TEXT PASSAGE:
# Quarterly Theory Workshop: 2019 Junior Theorists Workshop

**About the Series**

**Synopsis**

- Soheil Behnezad (UMD)
- Greg Bodwin (Georgia Tech)
- Sumegha Garg (Princeton)
- Andrea Lincoln (MIT)
- Thatchapol Saranuik (TTIC)
- Vatsal Sharan (Stanford)
- Sahil Singla (Princeton and IAS)
- Manolis Zampetakis (MIT)
- Jiapeng Zhang (Harvard)

### Logistics

**Date:**Thursday-Friday, Nov 14-15, 2019.**Location:**Seeley Mudd 3514, (map), Northwestern U, 2211 Campus Dr, Evanston, IL 60208.**Transit:**Noyes St. Purple Line (map).**Parking:**Validation for North Campus Parking Garage (map) available at workshop.**Recommended Hotel:**Hilton Orrington.**Registration:**Please register (not compulsory).*Please bring your own name badge from past conference*.

### Tentative Schedule

Thursday:

**12:30-12:35**: Opening Remarks**12:35-1:15**: Sumegha Garg (Princeton)

*Extractor-based Time-Space Lower Bounds for Learning***1:20-2:00**: Jiapeng Zhang (Harvard)

*An improved sunflower bound***2:05-2:35**: Coffee Break**2:35-3:15**: Thatchaphol Saranurak (TTIC)

*Expander decomposition: applications and how to use it***3:20-4:00**: Andrea Lincoln (MIT)

EXTRACTED MATERIAL:
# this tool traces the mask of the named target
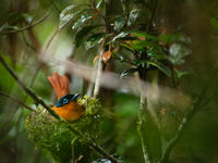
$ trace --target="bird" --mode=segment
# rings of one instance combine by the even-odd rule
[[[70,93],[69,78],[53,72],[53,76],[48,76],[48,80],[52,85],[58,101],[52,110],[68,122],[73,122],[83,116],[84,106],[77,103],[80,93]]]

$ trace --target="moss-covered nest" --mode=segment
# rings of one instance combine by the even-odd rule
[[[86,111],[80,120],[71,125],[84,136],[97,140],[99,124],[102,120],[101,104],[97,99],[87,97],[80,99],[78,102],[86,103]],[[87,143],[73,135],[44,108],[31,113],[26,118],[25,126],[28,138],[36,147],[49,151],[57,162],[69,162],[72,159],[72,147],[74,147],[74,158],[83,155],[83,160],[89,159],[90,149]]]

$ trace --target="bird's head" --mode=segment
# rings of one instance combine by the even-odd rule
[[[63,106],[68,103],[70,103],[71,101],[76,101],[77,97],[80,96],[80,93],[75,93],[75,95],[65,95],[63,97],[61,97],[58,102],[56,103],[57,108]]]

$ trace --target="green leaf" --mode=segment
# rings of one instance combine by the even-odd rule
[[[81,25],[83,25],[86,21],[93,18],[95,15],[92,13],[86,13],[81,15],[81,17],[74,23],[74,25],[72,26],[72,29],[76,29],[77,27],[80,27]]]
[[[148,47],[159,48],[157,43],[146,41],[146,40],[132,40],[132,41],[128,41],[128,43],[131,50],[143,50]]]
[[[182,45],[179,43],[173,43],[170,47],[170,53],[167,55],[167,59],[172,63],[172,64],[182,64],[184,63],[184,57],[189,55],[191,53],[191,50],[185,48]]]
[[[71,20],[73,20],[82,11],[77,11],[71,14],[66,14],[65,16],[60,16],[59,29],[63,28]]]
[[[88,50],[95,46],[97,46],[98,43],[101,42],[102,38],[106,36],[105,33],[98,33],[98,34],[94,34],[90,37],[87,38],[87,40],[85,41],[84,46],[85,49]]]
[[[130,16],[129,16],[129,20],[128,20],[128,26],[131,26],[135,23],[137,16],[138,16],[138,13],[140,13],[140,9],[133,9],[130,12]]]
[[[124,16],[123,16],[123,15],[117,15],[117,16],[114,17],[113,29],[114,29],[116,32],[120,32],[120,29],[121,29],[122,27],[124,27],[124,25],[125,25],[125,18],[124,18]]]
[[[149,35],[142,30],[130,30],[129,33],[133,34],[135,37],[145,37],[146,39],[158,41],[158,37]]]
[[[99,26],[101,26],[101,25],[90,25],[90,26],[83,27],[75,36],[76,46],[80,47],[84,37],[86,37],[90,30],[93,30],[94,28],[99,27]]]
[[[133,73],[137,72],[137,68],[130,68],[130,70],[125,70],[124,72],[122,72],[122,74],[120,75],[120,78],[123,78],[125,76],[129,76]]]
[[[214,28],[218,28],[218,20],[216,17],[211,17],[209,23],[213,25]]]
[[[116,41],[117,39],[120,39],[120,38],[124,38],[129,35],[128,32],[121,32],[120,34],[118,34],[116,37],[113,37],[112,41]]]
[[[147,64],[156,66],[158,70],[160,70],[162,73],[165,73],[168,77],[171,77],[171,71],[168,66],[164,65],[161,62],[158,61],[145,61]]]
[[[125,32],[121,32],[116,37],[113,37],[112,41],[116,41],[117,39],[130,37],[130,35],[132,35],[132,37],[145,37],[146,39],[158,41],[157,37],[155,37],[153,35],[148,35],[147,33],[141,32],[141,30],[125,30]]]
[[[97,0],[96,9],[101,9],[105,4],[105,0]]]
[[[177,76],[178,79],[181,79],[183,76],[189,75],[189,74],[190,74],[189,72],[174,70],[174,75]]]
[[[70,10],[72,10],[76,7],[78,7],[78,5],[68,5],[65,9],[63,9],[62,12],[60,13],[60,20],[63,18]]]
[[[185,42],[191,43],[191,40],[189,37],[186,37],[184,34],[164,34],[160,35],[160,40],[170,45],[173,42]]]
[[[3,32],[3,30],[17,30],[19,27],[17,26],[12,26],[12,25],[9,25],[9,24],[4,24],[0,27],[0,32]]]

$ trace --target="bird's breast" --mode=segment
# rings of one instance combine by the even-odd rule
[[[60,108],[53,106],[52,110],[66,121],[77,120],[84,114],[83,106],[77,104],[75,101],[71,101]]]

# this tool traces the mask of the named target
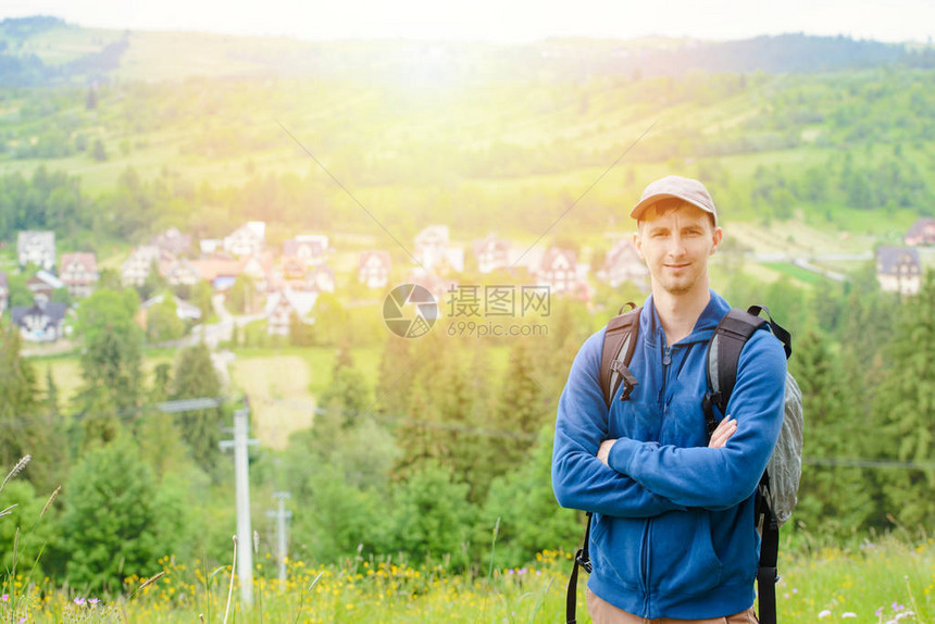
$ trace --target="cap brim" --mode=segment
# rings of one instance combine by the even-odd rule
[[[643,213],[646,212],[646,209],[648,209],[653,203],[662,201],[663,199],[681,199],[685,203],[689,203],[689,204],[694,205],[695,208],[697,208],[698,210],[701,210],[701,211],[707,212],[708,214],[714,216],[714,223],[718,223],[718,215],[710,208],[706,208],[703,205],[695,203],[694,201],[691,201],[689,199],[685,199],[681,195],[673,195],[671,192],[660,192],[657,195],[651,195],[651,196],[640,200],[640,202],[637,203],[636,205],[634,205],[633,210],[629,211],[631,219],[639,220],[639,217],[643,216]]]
---
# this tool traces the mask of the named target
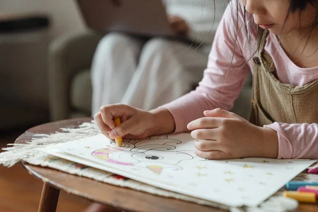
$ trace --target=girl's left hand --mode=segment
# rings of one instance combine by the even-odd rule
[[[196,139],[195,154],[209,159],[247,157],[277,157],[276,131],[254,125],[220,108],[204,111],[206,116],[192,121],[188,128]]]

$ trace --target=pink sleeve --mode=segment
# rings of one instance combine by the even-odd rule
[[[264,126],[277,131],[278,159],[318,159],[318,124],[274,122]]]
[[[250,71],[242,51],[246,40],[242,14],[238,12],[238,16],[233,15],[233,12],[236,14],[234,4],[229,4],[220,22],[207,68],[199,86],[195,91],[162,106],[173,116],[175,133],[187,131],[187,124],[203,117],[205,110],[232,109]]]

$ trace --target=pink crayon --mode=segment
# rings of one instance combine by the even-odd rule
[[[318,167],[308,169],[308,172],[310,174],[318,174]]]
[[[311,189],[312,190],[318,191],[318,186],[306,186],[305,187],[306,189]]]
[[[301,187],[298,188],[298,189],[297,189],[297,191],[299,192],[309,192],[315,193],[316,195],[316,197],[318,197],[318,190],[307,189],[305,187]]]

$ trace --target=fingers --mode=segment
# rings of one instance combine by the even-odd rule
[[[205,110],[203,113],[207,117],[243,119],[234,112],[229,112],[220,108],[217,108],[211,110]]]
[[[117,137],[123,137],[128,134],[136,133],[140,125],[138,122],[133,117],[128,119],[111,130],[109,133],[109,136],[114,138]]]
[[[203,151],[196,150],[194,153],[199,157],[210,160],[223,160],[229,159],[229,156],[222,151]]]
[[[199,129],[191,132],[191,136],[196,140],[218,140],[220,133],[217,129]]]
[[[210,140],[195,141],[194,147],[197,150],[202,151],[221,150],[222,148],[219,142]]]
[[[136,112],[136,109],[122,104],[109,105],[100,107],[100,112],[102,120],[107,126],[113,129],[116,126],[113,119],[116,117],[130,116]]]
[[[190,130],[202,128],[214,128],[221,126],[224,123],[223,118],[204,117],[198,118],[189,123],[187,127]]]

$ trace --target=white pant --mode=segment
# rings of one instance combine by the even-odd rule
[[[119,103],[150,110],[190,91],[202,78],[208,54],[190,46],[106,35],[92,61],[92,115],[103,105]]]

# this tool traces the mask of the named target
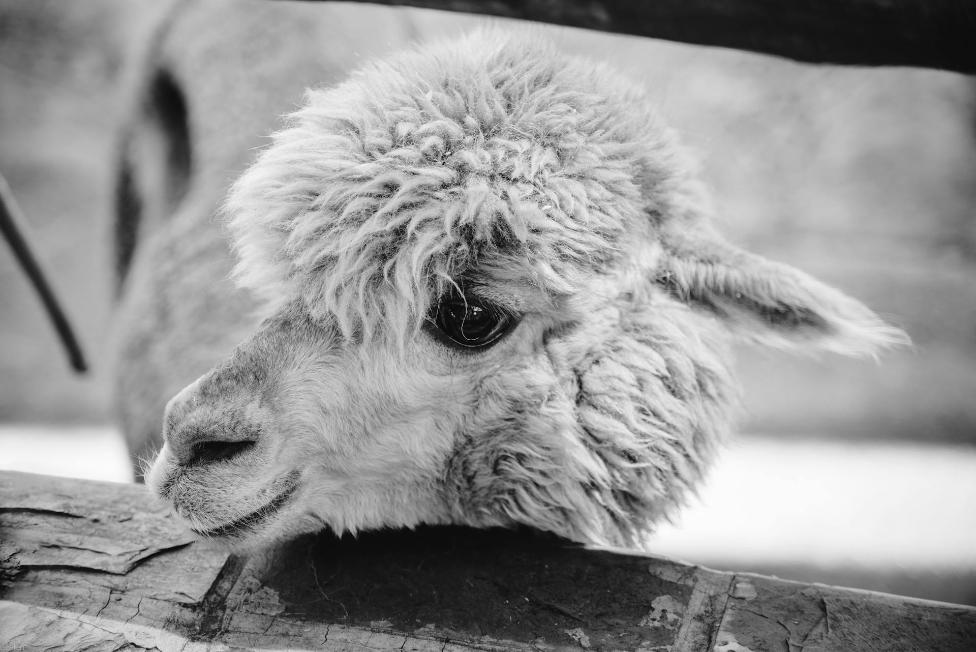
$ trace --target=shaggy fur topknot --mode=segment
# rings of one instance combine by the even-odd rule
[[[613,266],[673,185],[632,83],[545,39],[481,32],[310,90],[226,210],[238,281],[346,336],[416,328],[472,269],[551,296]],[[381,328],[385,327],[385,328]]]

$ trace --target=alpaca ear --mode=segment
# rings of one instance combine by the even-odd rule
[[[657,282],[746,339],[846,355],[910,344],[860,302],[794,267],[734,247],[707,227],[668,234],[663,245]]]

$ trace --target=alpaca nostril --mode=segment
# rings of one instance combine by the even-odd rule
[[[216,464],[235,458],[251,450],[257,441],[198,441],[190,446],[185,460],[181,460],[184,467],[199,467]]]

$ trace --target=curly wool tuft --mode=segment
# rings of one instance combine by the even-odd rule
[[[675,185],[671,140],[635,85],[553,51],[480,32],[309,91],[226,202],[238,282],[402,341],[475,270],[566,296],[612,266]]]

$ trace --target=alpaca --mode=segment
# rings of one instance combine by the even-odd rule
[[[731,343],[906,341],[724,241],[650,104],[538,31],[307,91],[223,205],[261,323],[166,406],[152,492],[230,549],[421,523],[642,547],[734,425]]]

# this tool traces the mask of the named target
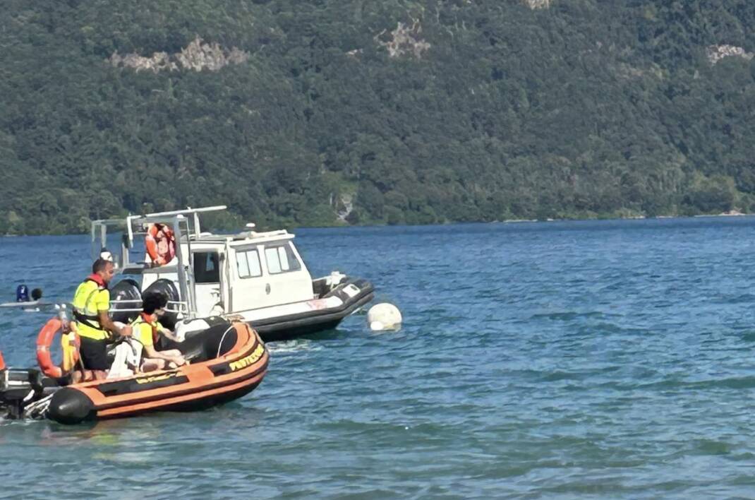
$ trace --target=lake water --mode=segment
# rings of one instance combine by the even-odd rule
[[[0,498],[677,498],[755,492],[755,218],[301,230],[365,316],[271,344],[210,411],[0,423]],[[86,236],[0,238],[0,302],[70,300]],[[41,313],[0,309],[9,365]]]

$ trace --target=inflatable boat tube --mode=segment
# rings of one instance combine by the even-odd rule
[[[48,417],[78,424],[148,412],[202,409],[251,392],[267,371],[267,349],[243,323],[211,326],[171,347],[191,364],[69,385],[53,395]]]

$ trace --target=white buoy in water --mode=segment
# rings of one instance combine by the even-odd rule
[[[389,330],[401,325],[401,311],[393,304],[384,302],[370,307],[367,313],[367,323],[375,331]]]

PROBLEMS AND TASKS:
1. How would you sum up the Junior Theorists Workshop page in two sentences?
2. Do these statements agree with the Junior Theorists Workshop page? Answer yes or no for each, and quote the words from the page that decide it.
(a) The workshop is held at Northwestern University in Evanston.
(b) Attendees must register in order to take part.
(c) Parking validation for the North Campus Parking Garage can be obtained at the workshop.
3. Write the next part of the Junior Theorists Workshop page, picking up the schedule at the point where the page stops.

ANSWERS IN ORDER:
1. The 2019 Junior Theorists Workshop in the Quarterly Theory Workshop series lists nine speakers from places such as Princeton, MIT, Harvard and Stanford, and it takes place Thursday-Friday, Nov 14-15, 2019, in Seeley Mudd 3514 at Northwestern University in Evanston. The tentative Thursday schedule begins with opening remarks at 12:30, followed by a series of talks with a coffee break from 2:05 to 2:35.

2.
(a) Yes: "Northwestern U, 2211 Campus Dr, Evanston, IL 60208"
(b) No: "Please register (not compulsory)"
(c) Yes: "Validation for North Campus Parking Garage (map) available at workshop"

3.
*Tight Hardness for Shortest Cycles and Paths in Sparse Graphs***4:05-4:45**: Soheil Behnezad (UMD)

*Improved Massively Parallel Algorithms for Maximal Matching and Graph Connectivity***5:00-6:30**: Cocktail Reception

Friday:

**8:30-9:00**: Continental Breakfast**9:00-9:05**: Opening Remarks**9:05-9:45**: Sahil Singla (Princeton and IAS)

*Improved Truthful Mechanisms for Combinatorial Auctions with Submodular Bidders***9:50-10:30**: Greg Bodwin (Georgia Tech)

*Regularity Decompositions for Sparse Pseudorandom Graphs***10:35-11:05**: Coffee Break**11:05-11:45**: Vatsal Sharan (Stanford)

*New Problems and Perspectives on Learning, Sampling, and Memory***11:50-12:30**: Manolis Zampetakis (MIT)

*Computationally and Statistically Efficient Truncated Statistics***12:35-1:30**: Lunch

### Titles and Abstracts

**Speaker:** Sumegha Garg (Princeton)

**Title:** Extractor-based Time-Space Lower Bounds for Learning

A recent line of works has focused on the following question: Can one prove strong unconditional lower bounds on the number of samples needed for learning under memory constraints? We study an extractor-based approach to proving such bounds for a large class of learning problems as follows.

A matrix M: A x X -> {-1,1} corresponds to the following learning problem: An unknown element x in X is chosen uniformly at random. A learner tries to learn x from a stream of samples, (a_1, b_1), (a_2, b_2) …, where for every i, a_i in A is chosen uniformly at random and b_i = M(a_i,x).

Assume that k, l, r are such that any submatrix of M, with at least 2^{-k}|A| rows and at least 2^{-l}|X| columns, has a bias of at most 2^{-r}. We show that any learning algorithm for the learning problem corresponding to M requires either a memory of size at least \Omega(k l), or at least 2^{\Omega(r)} samples.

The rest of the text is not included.